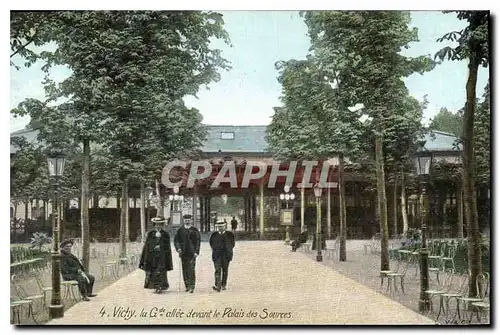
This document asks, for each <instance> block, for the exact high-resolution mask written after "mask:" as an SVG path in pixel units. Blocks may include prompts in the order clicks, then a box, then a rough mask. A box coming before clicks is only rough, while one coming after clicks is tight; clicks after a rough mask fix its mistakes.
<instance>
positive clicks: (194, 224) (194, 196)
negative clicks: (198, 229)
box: [191, 188, 200, 229]
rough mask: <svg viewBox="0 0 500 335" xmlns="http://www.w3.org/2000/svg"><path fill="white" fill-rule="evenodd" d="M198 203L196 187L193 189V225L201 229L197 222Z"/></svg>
mask: <svg viewBox="0 0 500 335" xmlns="http://www.w3.org/2000/svg"><path fill="white" fill-rule="evenodd" d="M197 205H198V203H197V201H196V188H195V189H194V190H193V198H192V199H191V211H192V215H193V227H196V228H198V229H200V227H199V226H198V224H197V223H196V216H197V215H198V207H197Z"/></svg>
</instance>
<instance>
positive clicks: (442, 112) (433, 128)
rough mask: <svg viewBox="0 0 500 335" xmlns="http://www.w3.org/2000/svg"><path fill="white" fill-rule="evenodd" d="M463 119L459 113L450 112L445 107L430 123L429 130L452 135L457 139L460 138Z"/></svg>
mask: <svg viewBox="0 0 500 335" xmlns="http://www.w3.org/2000/svg"><path fill="white" fill-rule="evenodd" d="M462 119H463V117H462V116H461V115H459V113H453V112H450V111H449V110H448V109H447V108H446V107H442V108H441V109H440V110H439V113H437V114H436V116H434V118H433V119H432V121H431V124H430V129H433V130H439V131H443V132H446V133H450V134H453V135H455V136H457V137H461V136H462V133H463V132H462V126H463V120H462Z"/></svg>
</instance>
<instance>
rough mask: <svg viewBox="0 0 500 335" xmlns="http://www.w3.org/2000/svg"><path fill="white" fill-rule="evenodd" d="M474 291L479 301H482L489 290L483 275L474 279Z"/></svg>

Problem description>
Rewrite the material from its start through the line containing "box: [191, 188, 200, 229]", changing every "clicks" to "points" and leaving everything else as it is. Omit the picture.

Solution for this exercise>
This document asks, for each <instance> block, for the exact high-resolution mask written after "mask:" as an SVG path in pixel units. Blocks may include prompts in the order points, then a box, then a rough mask. A box coming before points is only rough, while one coming after points is tight; points after a rough mask fix its mistakes.
<instance>
positive points: (194, 224) (194, 196)
negative points: (198, 229)
box: [191, 188, 200, 229]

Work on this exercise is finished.